**Short task:**
Print every line of the records below verbatim, changing nothing.

**Records supplied:**
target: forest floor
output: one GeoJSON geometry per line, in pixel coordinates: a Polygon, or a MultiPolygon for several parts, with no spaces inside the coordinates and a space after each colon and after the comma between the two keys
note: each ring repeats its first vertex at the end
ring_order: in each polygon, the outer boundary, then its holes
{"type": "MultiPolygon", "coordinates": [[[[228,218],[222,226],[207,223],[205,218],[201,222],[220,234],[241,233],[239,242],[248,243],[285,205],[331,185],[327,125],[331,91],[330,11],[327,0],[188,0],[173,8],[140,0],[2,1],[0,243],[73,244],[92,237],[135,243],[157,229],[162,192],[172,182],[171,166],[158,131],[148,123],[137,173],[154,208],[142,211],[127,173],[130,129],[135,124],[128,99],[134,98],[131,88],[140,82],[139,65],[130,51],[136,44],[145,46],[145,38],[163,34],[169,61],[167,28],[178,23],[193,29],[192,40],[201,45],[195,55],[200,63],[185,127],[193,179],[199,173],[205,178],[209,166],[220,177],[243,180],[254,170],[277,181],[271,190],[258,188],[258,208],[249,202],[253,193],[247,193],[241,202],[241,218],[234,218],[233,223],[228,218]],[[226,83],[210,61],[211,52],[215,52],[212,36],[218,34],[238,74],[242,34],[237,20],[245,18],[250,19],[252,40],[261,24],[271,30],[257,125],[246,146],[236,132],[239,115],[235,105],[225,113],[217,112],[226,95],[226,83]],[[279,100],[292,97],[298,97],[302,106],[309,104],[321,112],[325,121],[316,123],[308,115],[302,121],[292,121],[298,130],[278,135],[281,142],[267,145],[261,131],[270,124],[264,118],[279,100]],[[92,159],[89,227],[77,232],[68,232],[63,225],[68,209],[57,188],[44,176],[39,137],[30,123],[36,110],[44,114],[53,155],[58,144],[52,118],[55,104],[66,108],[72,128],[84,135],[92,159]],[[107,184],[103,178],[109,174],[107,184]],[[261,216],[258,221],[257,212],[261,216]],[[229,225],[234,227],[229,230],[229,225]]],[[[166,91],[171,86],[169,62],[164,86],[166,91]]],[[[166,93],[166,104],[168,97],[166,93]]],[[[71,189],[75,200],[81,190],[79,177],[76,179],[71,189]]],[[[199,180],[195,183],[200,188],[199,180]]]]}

**Correct result:**
target: forest floor
output: one GeoJSON geometry per line, in pixel coordinates: a Polygon, or a MultiPolygon for several parts, with no spaces inside the coordinates and a space after each colon and after the comma between the two keys
note: each ring repeats its first vertex at the end
ring_order: in each polygon, the outer boundary, then its holes
{"type": "MultiPolygon", "coordinates": [[[[228,218],[222,226],[207,223],[205,218],[201,222],[220,234],[241,233],[239,242],[248,243],[285,205],[331,185],[327,125],[331,91],[330,11],[327,0],[188,0],[173,8],[140,0],[2,1],[0,243],[73,244],[92,237],[135,243],[157,229],[162,192],[172,182],[171,166],[158,131],[148,123],[137,173],[154,208],[142,211],[127,173],[130,129],[135,124],[128,99],[134,98],[131,88],[140,82],[139,65],[130,51],[136,44],[145,46],[145,38],[163,34],[169,61],[167,28],[178,23],[193,29],[192,40],[201,45],[195,55],[200,63],[185,127],[193,179],[199,173],[205,178],[209,166],[220,177],[243,180],[254,170],[277,181],[271,190],[258,188],[258,208],[249,202],[253,193],[247,193],[241,202],[241,218],[234,218],[233,223],[228,218]],[[226,83],[210,61],[211,52],[215,52],[212,36],[218,34],[238,74],[242,34],[237,20],[245,18],[250,19],[252,40],[261,24],[271,30],[257,125],[246,146],[236,132],[239,115],[235,105],[225,113],[217,112],[226,95],[226,83]],[[279,100],[292,97],[298,97],[302,106],[309,104],[321,112],[325,121],[316,123],[308,115],[302,121],[292,121],[298,130],[278,135],[281,142],[267,145],[261,131],[270,124],[264,118],[279,100]],[[92,159],[89,227],[77,232],[68,232],[63,225],[68,209],[57,188],[44,176],[39,137],[30,123],[36,110],[44,114],[53,155],[58,144],[52,118],[55,104],[66,108],[72,128],[84,135],[92,159]],[[107,184],[103,178],[109,174],[107,184]],[[261,216],[258,221],[257,212],[261,216]],[[229,225],[234,227],[229,230],[229,225]]],[[[166,91],[171,86],[169,62],[164,86],[166,91]]],[[[166,93],[166,104],[168,97],[166,93]]],[[[71,189],[75,200],[81,190],[79,177],[76,179],[71,189]]],[[[199,180],[195,183],[200,188],[199,180]]]]}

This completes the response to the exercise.